**Work required**
All of the data below should be written out exactly.

"""

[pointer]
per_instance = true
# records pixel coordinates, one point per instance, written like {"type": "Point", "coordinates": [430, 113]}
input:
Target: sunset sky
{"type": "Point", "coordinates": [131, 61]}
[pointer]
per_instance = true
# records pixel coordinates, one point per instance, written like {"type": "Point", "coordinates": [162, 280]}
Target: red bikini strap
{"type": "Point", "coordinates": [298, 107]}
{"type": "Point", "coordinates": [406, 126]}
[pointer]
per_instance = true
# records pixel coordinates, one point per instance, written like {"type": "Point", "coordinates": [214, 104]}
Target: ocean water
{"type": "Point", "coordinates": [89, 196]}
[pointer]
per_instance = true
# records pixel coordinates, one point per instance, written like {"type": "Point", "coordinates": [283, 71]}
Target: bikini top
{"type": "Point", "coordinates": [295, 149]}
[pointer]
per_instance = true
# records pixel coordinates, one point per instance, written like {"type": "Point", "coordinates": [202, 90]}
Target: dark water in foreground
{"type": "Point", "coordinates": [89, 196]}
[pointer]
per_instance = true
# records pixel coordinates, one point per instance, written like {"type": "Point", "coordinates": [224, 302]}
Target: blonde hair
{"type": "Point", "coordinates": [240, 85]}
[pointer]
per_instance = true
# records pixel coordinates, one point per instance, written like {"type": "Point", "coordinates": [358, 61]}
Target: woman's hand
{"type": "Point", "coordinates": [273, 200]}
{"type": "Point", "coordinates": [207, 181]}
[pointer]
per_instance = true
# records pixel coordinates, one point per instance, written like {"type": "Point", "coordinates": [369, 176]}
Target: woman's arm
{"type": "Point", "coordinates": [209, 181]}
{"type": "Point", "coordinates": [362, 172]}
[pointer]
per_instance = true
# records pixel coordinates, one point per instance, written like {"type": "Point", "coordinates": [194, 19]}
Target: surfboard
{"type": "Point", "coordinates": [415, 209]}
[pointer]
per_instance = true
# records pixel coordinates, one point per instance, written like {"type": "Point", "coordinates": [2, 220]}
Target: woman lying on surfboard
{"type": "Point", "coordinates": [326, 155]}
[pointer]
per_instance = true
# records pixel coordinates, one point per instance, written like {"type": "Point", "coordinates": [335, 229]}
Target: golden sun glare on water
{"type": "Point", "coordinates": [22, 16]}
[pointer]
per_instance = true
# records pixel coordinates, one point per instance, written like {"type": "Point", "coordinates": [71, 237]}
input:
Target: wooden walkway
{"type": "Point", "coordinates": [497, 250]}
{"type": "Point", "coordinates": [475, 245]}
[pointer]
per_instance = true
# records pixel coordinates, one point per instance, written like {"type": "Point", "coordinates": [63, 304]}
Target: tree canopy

"""

**Solution to this problem**
[pointer]
per_instance = true
# records pixel coordinates, one point per instance, written like {"type": "Point", "coordinates": [430, 113]}
input:
Target: sunset sky
{"type": "Point", "coordinates": [131, 61]}
[pointer]
per_instance = true
# records pixel coordinates, one point per instance, written like {"type": "Point", "coordinates": [162, 280]}
Target: red bikini strap
{"type": "Point", "coordinates": [298, 107]}
{"type": "Point", "coordinates": [406, 126]}
[pointer]
per_instance = true
# records pixel coordinates, one point per instance, written like {"type": "Point", "coordinates": [214, 104]}
Target: ocean water
{"type": "Point", "coordinates": [89, 196]}
[pointer]
per_instance = true
# records pixel coordinates, one point per instance, written like {"type": "Point", "coordinates": [283, 71]}
Target: bikini top
{"type": "Point", "coordinates": [295, 149]}
[pointer]
per_instance = true
# records pixel coordinates, one point per instance, written like {"type": "Point", "coordinates": [202, 90]}
Target: dark water in foreground
{"type": "Point", "coordinates": [89, 196]}
[pointer]
per_instance = true
# records pixel coordinates, one point per instance, written like {"type": "Point", "coordinates": [224, 302]}
Target: blonde hair
{"type": "Point", "coordinates": [240, 85]}
[pointer]
per_instance = true
# records pixel coordinates, one point per instance, written like {"type": "Point", "coordinates": [358, 61]}
Target: woman's hand
{"type": "Point", "coordinates": [273, 200]}
{"type": "Point", "coordinates": [207, 181]}
[pointer]
per_instance = true
# records pixel coordinates, one point per instance, written like {"type": "Point", "coordinates": [369, 176]}
Target: woman's arm
{"type": "Point", "coordinates": [209, 181]}
{"type": "Point", "coordinates": [362, 172]}
[pointer]
per_instance = true
# records pixel coordinates, one point per instance, written like {"type": "Point", "coordinates": [194, 19]}
Target: surfboard
{"type": "Point", "coordinates": [415, 209]}
[pointer]
per_instance = true
# records pixel coordinates, one point per instance, written like {"type": "Point", "coordinates": [2, 220]}
Target: woman lying on surfboard
{"type": "Point", "coordinates": [326, 155]}
[pointer]
per_instance = true
# records pixel coordinates, one point per instance, written like {"type": "Point", "coordinates": [335, 229]}
Target: golden sun glare on water
{"type": "Point", "coordinates": [22, 16]}
[pointer]
per_instance = true
# records pixel coordinates, one point per instance, written like {"type": "Point", "coordinates": [71, 237]}
input:
Target: wooden walkway
{"type": "Point", "coordinates": [497, 250]}
{"type": "Point", "coordinates": [475, 245]}
[pointer]
per_instance = true
# records pixel coordinates, one point per instance, written like {"type": "Point", "coordinates": [63, 304]}
Target: tree canopy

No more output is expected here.